Document text:
>>>>

A sufficient net positive suction head is one of the requirements of centrifugal pumps. Without it, centrifugal pumps will not move water and cavitation may occur thereby damaging the pumps. So, I did some research to explain what is net positive suction head.
Net positive suction head (NPSH) is the final water pressure at the inlet of a centrifugal pump. Every centrifugal pump has a required suction pressure and the water pressure at the inlet of the pump must be more than the pump’s required suction pressure in order for the pump to run properly.
The pump’s required suction pressure is known as net positive suction head required (NPSHR) and the water pressure at the inlet of the pump is known as net positive suction head available (NPSHA).
So, in order for a centrifugal pump to run properly, net positive suction head available (NPSHA) must be greater than net positive suction head required (NPSHR).
Condenser water pumps are prone to insufficient NPSHR especially when no maintenance is being carried out for quite some time. Clogged strainers and dirty condenser pipes may increase the suction piping pressure drop and thus, reduce the NPSHA.
Meanwhile, chilled water pumps, which operate in a closed-loop piping system, are filled with sufficient water pressure and thus, net positive suction head is not a concern.
Net Positive Suction Head Available (NPSHA) vs Net Positive Suction Head Required (NPSHR)
Net positive suction head required (NPSHR) is part of the performance of a centrifugal pump. Most of the time, it is given by the manufacturer of the centrifugal pump. Different pump models have different NPSHR.

<<<<

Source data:
>>>>

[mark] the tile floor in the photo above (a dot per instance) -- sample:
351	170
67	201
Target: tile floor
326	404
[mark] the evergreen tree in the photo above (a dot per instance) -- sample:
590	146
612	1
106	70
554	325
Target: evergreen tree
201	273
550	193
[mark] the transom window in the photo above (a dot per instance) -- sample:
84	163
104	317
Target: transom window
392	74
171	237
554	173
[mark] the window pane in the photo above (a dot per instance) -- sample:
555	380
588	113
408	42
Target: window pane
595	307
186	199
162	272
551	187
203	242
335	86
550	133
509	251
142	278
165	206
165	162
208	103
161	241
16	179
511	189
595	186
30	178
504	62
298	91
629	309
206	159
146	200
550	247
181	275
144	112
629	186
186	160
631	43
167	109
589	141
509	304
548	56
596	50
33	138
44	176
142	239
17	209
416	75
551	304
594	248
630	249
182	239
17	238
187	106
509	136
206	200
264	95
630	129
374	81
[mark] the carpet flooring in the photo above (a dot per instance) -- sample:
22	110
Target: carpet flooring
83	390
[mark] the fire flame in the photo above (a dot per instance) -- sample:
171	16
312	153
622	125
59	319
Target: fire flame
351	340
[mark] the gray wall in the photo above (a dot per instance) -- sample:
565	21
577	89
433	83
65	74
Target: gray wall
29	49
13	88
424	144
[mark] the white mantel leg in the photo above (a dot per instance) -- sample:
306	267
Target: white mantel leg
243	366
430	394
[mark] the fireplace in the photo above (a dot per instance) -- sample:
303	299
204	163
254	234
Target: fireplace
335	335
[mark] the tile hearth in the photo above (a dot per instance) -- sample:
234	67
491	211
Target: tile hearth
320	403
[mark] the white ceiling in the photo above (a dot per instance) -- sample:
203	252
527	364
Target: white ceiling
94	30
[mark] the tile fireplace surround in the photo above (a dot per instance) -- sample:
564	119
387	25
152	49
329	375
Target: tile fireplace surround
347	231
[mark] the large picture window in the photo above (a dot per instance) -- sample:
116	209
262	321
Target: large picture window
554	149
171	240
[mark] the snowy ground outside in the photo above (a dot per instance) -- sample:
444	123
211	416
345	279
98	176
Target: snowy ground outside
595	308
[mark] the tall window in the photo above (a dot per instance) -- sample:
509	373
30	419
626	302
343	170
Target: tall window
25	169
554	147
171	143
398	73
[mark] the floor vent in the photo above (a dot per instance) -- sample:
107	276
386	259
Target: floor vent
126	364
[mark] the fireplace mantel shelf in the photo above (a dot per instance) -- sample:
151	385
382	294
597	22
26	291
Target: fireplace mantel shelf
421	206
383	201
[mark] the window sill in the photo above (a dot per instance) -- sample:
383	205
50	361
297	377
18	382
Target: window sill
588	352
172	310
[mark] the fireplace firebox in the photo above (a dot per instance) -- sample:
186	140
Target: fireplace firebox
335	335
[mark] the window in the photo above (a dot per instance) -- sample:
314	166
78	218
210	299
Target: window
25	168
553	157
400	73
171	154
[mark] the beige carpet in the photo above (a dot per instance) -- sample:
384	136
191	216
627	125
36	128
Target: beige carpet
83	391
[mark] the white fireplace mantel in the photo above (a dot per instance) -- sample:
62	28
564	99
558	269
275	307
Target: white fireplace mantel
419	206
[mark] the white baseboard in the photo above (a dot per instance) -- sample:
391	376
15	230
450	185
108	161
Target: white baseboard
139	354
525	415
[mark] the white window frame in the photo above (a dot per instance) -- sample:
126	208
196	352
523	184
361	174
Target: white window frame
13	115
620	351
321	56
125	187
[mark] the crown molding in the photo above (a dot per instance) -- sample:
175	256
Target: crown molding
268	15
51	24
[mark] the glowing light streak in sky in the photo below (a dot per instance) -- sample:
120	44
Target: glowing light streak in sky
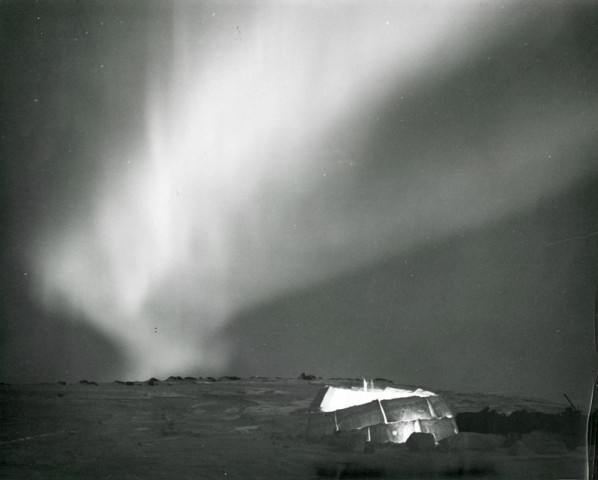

<<<<

Given instruction 1: List every abbreviation that the page on net positive suction head introduces, with its full form.
Given instruction 2: Copy word for word the passage of the page on net positive suction head that begins with "Meanwhile, chilled water" and ends after "vs Net Positive Suction Head Required (NPSHR)".

Full output 1:
NPSH: net positive suction head
NPSHR: net positive suction head required
NPSHA: net positive suction head available

Full output 2:
Meanwhile, chilled water pumps, which operate in a closed-loop piping system, are filled with sufficient water pressure and thus, net positive suction head is not a concern.
Net Positive Suction Head Available (NPSHA) vs Net Positive Suction Head Required (NPSHR)